• [STORED DATA]:
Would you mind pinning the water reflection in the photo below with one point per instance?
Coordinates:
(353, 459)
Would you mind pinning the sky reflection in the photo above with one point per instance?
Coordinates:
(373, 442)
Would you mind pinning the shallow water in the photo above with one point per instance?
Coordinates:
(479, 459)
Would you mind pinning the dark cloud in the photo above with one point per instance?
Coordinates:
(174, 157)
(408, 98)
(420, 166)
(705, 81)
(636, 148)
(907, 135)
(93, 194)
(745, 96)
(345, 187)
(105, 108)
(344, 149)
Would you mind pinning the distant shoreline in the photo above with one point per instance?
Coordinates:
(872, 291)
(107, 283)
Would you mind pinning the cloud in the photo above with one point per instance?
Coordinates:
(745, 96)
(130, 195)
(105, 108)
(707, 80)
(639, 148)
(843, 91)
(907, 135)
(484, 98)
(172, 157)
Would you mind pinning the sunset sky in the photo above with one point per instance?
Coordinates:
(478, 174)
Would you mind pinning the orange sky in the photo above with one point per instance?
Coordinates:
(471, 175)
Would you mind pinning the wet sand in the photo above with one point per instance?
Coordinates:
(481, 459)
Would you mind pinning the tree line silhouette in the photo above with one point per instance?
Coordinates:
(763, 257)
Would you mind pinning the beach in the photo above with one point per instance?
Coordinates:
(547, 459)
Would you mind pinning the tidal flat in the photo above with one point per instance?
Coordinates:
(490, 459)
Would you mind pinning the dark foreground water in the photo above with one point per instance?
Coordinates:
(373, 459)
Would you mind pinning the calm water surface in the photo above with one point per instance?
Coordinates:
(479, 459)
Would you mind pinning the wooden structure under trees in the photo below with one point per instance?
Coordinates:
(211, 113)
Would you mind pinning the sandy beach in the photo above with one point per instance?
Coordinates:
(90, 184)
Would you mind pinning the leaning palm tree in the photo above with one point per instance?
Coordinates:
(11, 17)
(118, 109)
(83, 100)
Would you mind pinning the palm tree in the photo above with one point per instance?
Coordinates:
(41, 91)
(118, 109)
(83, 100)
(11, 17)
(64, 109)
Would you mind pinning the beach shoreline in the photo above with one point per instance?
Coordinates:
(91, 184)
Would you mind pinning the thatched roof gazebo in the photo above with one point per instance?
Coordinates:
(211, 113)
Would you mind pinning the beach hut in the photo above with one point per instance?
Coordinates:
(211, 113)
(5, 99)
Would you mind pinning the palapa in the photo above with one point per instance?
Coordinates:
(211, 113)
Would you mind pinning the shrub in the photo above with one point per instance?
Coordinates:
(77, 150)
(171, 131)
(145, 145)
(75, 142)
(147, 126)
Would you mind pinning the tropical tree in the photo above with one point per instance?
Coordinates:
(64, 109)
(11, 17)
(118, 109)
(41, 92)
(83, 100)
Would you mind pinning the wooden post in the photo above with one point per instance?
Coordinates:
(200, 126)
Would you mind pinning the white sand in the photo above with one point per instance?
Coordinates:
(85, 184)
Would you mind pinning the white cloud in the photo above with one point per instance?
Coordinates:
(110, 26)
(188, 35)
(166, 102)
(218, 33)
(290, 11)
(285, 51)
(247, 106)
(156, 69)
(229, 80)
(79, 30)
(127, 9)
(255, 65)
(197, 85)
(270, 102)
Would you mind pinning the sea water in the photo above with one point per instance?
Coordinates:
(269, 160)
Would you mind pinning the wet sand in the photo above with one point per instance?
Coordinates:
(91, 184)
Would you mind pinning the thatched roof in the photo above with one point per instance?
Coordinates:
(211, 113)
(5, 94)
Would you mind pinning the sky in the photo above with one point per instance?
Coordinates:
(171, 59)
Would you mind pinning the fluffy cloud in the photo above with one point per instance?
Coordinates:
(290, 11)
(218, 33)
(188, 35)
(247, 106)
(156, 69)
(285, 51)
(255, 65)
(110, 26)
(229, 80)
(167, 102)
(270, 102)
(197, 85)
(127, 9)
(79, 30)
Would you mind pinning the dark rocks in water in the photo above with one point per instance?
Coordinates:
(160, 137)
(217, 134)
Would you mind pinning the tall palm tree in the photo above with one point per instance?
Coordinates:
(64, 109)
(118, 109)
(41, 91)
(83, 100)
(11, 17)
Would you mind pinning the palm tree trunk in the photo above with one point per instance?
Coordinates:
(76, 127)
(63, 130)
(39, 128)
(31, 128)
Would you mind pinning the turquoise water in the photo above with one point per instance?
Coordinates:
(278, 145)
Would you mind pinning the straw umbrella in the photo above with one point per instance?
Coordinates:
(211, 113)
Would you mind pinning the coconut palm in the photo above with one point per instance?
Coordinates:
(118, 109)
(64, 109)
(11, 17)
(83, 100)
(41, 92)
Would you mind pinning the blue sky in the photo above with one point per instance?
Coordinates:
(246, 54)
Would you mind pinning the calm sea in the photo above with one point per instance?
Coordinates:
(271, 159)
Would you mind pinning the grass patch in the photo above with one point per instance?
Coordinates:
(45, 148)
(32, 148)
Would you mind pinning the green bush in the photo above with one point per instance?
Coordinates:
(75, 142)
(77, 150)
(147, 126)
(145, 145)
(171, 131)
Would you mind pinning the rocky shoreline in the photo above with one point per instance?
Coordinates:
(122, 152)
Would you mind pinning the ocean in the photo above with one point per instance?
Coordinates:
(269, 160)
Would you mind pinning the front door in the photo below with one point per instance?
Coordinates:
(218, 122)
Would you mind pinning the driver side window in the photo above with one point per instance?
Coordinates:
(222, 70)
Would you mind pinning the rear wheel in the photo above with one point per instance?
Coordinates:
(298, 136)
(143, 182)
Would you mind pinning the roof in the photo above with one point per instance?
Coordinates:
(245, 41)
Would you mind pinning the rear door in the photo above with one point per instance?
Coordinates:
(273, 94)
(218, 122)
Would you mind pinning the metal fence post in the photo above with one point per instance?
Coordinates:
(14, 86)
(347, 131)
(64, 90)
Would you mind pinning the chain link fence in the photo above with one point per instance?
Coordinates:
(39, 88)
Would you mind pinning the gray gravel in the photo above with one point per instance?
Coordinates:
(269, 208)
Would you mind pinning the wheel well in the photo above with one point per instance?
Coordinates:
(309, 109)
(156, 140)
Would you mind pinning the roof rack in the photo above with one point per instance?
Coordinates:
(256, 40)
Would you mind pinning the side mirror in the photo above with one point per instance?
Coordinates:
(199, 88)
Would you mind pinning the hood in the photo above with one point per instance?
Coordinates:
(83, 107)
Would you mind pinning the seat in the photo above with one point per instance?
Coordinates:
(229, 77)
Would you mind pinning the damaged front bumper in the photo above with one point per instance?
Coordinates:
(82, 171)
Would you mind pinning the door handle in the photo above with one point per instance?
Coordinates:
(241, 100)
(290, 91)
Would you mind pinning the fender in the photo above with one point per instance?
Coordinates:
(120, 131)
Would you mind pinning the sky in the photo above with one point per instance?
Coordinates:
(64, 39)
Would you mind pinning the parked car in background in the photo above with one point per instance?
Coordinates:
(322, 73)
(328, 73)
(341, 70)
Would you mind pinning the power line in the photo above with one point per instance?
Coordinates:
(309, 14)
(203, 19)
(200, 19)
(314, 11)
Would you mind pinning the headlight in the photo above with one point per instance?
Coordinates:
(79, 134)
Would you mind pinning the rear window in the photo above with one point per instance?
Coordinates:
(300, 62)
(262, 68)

• [EXERCISE DESCRIPTION]:
Look through the lines above for "water". Say how many have it, and give no other words.

• [SOLUTION FOR THIS TASK]:
7